(Records from a dataset)
▼

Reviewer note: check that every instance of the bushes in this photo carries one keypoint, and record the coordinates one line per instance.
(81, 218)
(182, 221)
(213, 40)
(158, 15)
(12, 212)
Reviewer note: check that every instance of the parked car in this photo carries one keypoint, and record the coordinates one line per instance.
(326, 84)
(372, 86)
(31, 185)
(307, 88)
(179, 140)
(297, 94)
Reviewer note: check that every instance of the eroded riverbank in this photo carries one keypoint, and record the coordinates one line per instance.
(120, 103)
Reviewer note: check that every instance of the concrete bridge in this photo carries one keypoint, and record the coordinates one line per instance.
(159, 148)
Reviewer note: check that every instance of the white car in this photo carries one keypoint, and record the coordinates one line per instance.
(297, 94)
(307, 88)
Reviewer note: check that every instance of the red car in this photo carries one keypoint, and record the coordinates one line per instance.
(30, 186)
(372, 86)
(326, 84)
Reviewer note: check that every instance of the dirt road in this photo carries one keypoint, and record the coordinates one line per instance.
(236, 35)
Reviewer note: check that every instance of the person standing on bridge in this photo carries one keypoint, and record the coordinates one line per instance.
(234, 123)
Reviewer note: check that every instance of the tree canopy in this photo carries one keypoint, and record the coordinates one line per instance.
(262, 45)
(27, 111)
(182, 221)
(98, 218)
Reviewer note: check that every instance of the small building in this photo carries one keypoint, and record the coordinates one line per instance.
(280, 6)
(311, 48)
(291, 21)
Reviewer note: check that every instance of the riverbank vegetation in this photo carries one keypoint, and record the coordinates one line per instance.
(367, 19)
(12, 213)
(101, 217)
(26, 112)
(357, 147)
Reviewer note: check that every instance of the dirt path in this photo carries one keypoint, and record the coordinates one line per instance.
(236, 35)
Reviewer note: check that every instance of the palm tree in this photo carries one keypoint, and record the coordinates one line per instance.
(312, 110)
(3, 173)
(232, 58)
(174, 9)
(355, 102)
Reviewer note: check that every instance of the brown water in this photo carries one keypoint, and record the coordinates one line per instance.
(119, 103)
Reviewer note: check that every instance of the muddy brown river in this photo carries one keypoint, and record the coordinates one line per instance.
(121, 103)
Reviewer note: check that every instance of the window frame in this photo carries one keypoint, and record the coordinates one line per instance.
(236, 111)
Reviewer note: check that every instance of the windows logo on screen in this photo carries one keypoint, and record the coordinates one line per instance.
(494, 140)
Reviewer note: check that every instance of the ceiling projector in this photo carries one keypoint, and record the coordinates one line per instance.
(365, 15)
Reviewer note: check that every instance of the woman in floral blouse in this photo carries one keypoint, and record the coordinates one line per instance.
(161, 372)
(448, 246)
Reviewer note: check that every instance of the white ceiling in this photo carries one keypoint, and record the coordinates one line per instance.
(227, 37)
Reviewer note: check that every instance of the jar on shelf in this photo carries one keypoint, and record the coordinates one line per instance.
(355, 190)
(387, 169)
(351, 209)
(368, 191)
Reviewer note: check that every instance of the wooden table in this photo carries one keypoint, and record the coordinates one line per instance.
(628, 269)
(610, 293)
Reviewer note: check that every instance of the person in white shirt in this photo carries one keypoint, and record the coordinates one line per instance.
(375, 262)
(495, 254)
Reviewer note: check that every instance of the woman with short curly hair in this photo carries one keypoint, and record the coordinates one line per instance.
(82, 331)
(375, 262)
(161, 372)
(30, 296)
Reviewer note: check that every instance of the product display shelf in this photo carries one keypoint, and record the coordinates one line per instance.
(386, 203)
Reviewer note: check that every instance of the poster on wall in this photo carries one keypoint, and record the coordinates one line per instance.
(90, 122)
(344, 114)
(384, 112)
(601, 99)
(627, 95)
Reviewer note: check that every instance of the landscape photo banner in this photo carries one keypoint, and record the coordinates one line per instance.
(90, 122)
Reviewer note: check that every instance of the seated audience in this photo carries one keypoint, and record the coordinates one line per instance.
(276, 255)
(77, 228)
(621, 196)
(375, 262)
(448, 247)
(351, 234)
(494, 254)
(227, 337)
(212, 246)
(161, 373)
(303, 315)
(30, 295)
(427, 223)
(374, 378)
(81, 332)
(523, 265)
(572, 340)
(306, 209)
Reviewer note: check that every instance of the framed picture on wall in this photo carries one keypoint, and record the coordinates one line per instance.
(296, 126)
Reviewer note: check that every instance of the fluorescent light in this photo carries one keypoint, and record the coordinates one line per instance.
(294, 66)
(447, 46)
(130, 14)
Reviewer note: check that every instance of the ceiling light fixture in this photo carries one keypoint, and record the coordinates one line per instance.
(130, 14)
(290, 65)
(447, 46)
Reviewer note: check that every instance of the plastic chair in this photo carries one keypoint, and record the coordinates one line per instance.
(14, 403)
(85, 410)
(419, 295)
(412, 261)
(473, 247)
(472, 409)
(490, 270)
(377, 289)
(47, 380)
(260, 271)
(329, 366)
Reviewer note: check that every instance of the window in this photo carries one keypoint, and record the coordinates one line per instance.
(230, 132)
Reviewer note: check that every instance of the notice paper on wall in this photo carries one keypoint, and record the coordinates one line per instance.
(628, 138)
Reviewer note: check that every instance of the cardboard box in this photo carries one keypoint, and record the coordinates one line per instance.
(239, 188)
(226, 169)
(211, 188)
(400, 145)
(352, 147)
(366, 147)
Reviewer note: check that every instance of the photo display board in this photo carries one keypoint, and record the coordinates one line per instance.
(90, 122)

▲

> [To do] Write out all of the records again, substituting "point" for each occurrence of "keypoint" and leaving every other character as it is.

> [Solution]
Reviewer note: check that every instance of the bushes in this photo carries one point, and record the coordinates one line per instance.
(81, 218)
(182, 221)
(213, 40)
(158, 15)
(12, 212)
Reviewer note: check that every instance of the parked car in this photo carries one point, and record the coordinates one line per instance.
(326, 84)
(372, 86)
(31, 185)
(307, 88)
(179, 140)
(297, 94)
Reviewer note: check that every instance of the eroded riverbank in this photo carries one point, and record the coordinates one line per instance.
(120, 103)
Reviewer note: check that every instance of the concrete bridge in this photo carries one point, and record the coordinates one line per instance.
(159, 148)
Reviewer note: check that every instance of the white car in this photo carries one point, and record the coordinates one line per instance.
(297, 94)
(307, 88)
Reviewer note: check that every instance of the red car in this photo carries one point, and record the coordinates one line per instance.
(30, 186)
(372, 86)
(326, 84)
Reviewer note: check that every instance of the dirt road in this photo carries one point, and record the coordinates one line per instance.
(236, 35)
Reviewer note: check that every instance of the person standing on bridge in this photo carries one point, and record the coordinates one line per instance.
(234, 123)
Reviewer note: check that every instance of the tree canopy in this photo carries one point, and record the coordinates one line per instance.
(262, 45)
(27, 111)
(182, 221)
(98, 218)
Reviewer note: check that every instance of the small building in this photo carries one point, and record the coordinates one line per instance.
(280, 6)
(311, 48)
(291, 21)
Reviewer note: check that every instance of the riverbank vegetation in this photo carries one point, and record the coordinates one line per instance.
(367, 19)
(12, 213)
(101, 217)
(26, 112)
(357, 147)
Reviewer note: check that every instance of the dirt path in this photo carries one point, and record the coordinates one line per instance.
(236, 35)
Reviewer note: check that every instance of the palm tree in this photo carries one point, and record the coordinates one line per instance.
(312, 110)
(3, 173)
(232, 58)
(174, 9)
(355, 102)
Reviewer note: check that every instance of the brown water in this photo carries one point, and record the coordinates one line per instance.
(119, 103)
Reviewer note: check that every instance of the muddy brown river in this photo carries one point, and record the coordinates one line per instance.
(121, 103)
Reviewer note: check that every instance of the window frame in this photo carries one point, and record the coordinates one line per instance.
(236, 111)
Reviewer note: check that every instance of the windows logo on screen in this photo carries one point, and record the coordinates one line per instance.
(494, 140)
Reviewer note: check that every instance of the ceiling projector in this photo carries one point, and record the coordinates one line per instance.
(365, 15)
Reviewer note: check that every instance of the woman in floral blouse in this photo carries one point, and record the coordinates one line per instance.
(161, 372)
(448, 246)
Reviewer note: check that every instance of the white ceiling in this photo carries one point, and record the coordinates one line per instance.
(227, 37)
Reviewer note: check that every instance of the jar on shelf in this photo carries one point, and record the coordinates one line per instance.
(355, 190)
(387, 169)
(351, 209)
(368, 191)
Reviewer note: check that every instance of the wooden table in this photo carries one point, and record the coordinates one line per instance.
(628, 269)
(610, 293)
Reviewer note: check that every instance of the person in white shirt in this photo carries one point, and record the coordinates one line per instance.
(375, 262)
(495, 254)
Reviewer note: check that every instance of the woman with short curly hair in this photo carries one point, and record the coordinates one line per instance.
(82, 331)
(375, 262)
(161, 372)
(30, 296)
Reviewer note: check that every instance of the product display shelf in this photo carries one point, and record the coordinates one line per instance.
(386, 203)
Reviewer note: check that every instance of the poster on wall in this photo carries one point, and record the coordinates one line per instance.
(90, 122)
(344, 114)
(384, 112)
(601, 99)
(627, 95)
Reviewer note: check that every instance of the landscape photo banner in this photo carries one point, and record the coordinates one line per instance.
(90, 122)
Reviewer note: check that every instance of the seated audience in this photo carries one point, and record the coordinates one line per instance.
(276, 255)
(77, 228)
(621, 196)
(375, 262)
(448, 247)
(351, 234)
(494, 254)
(227, 337)
(212, 246)
(161, 373)
(303, 315)
(30, 295)
(427, 223)
(374, 378)
(81, 332)
(523, 265)
(572, 340)
(306, 209)
Reviewer note: check that every instance of the framed picture on wall in this photo carries one point, and record the coordinates one line per instance.
(296, 126)
Reviewer note: check that every instance of the fluorescent light in this photo carries one point, and record the coordinates one line per instance.
(294, 66)
(447, 46)
(130, 14)
Reviewer note: check that every instance of the ceiling light fixture in this photo carries one point, and record the coordinates one line per instance.
(130, 14)
(290, 65)
(447, 46)
Reviewer note: check that every instance of the plastic chair in this photo carries one point, and record the coordinates one line per instance.
(14, 403)
(85, 410)
(419, 295)
(412, 261)
(473, 247)
(472, 409)
(490, 270)
(377, 289)
(47, 380)
(260, 271)
(329, 366)
Reviewer note: check that every instance of the window in this photo carries one point, and record the coordinates one line per instance.
(230, 132)
Reviewer note: check that every instance of the notice paper on wall in this photo carries one point, and record the coordinates one line per instance.
(628, 138)
Reviewer note: check that every instance of the cardboard box in this photo carries one point, and record the coordinates one line per instance.
(239, 188)
(226, 169)
(211, 188)
(400, 145)
(352, 147)
(366, 147)
Reviewer note: check that every instance of the photo display board in this photo carries one point, and record the coordinates one line per instance.
(90, 122)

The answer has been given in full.